- SHORT EXERCISE
Rescale the lines from the start of the records through the line holding "pixel 565 504", inclusive, and give every one of them again in full. Keep all wording unchanged, but multiply each coordinate in the answers by 1.45 and round it to a whole number, with halves rounding up.

Pointing dataset excerpts:
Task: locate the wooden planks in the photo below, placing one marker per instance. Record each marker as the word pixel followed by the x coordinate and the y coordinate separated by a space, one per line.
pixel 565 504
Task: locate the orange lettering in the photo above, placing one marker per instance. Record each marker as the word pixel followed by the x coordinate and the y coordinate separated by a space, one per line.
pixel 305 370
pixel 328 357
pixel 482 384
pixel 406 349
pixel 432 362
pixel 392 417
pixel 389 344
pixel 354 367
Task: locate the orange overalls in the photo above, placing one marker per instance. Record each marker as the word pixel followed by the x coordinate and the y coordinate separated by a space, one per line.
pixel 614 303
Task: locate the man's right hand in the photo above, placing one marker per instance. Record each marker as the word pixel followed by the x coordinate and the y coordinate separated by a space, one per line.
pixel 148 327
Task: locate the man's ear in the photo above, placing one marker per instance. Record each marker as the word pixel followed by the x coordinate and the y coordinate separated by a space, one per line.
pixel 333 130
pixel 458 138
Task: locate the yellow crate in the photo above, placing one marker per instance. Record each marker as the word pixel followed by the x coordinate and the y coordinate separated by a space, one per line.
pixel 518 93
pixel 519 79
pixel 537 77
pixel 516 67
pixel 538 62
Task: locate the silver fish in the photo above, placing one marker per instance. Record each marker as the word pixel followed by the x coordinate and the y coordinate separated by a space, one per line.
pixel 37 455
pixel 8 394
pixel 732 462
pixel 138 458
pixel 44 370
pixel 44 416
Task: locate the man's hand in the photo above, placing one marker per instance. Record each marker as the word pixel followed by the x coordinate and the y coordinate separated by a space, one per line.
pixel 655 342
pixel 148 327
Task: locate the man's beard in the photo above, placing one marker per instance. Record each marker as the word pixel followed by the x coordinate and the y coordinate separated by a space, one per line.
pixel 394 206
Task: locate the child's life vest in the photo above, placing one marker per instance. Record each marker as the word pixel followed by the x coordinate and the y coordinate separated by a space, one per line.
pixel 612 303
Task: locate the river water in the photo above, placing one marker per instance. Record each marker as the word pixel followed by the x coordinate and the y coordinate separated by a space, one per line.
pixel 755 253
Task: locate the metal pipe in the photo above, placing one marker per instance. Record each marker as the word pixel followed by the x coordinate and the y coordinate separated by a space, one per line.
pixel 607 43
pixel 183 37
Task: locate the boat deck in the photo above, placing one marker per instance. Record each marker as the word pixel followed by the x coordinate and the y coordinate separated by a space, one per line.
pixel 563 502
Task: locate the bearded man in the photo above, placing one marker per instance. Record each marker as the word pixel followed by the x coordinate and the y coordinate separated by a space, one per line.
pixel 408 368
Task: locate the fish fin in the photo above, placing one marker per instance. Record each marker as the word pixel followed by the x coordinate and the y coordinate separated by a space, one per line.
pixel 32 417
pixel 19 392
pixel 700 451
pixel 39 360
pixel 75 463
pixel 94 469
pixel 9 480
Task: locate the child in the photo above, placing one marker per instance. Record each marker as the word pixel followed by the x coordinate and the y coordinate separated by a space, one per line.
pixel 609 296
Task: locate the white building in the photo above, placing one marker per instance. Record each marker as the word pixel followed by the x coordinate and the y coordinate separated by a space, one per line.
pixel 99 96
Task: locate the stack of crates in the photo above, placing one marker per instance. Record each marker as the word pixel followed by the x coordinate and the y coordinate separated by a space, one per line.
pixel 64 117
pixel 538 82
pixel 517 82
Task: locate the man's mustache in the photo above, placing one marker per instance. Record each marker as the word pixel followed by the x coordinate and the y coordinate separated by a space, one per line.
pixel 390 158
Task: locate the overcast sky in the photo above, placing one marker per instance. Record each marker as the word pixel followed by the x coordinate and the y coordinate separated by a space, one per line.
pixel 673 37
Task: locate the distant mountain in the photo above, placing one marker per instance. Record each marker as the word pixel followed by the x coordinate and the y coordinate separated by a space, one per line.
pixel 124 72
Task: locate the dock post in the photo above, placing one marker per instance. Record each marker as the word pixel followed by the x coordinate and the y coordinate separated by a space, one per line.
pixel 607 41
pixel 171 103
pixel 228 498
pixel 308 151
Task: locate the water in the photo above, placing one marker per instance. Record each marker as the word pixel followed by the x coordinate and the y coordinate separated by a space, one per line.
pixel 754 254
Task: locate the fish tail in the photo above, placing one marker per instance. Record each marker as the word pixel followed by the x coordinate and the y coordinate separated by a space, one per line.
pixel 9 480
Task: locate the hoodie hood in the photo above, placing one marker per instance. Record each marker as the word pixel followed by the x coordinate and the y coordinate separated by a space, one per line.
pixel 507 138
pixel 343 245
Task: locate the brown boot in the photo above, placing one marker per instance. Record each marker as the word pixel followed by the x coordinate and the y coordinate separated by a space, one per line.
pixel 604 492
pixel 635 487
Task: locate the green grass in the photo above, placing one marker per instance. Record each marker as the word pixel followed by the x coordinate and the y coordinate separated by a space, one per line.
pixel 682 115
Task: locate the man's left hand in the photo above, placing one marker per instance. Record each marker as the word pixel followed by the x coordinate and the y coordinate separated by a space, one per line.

- ANSWER TO THIS PROBLEM
Task: locate the wooden planks in the photo below, placing one marker per instance. Record each marker as the word pixel followed by the x coordinate and the y coordinate separated by a space, one per line.
pixel 819 731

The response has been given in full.